• [WHAT NEEDS TO BE DONE]:
Reproduce every line of the material below, character for character.

(Extracts from a box-labeled dataset)
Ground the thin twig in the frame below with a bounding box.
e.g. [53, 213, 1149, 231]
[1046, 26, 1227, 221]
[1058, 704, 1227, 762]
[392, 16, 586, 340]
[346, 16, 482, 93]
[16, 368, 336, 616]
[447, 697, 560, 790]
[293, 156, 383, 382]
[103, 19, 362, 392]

• [FULL ANSWER]:
Ground the thin twig in the frame below with a bounding box.
e.g. [53, 213, 1149, 231]
[1046, 26, 1227, 221]
[1058, 704, 1227, 762]
[392, 16, 586, 340]
[346, 16, 482, 93]
[16, 368, 336, 616]
[447, 697, 560, 790]
[293, 156, 383, 382]
[103, 19, 362, 392]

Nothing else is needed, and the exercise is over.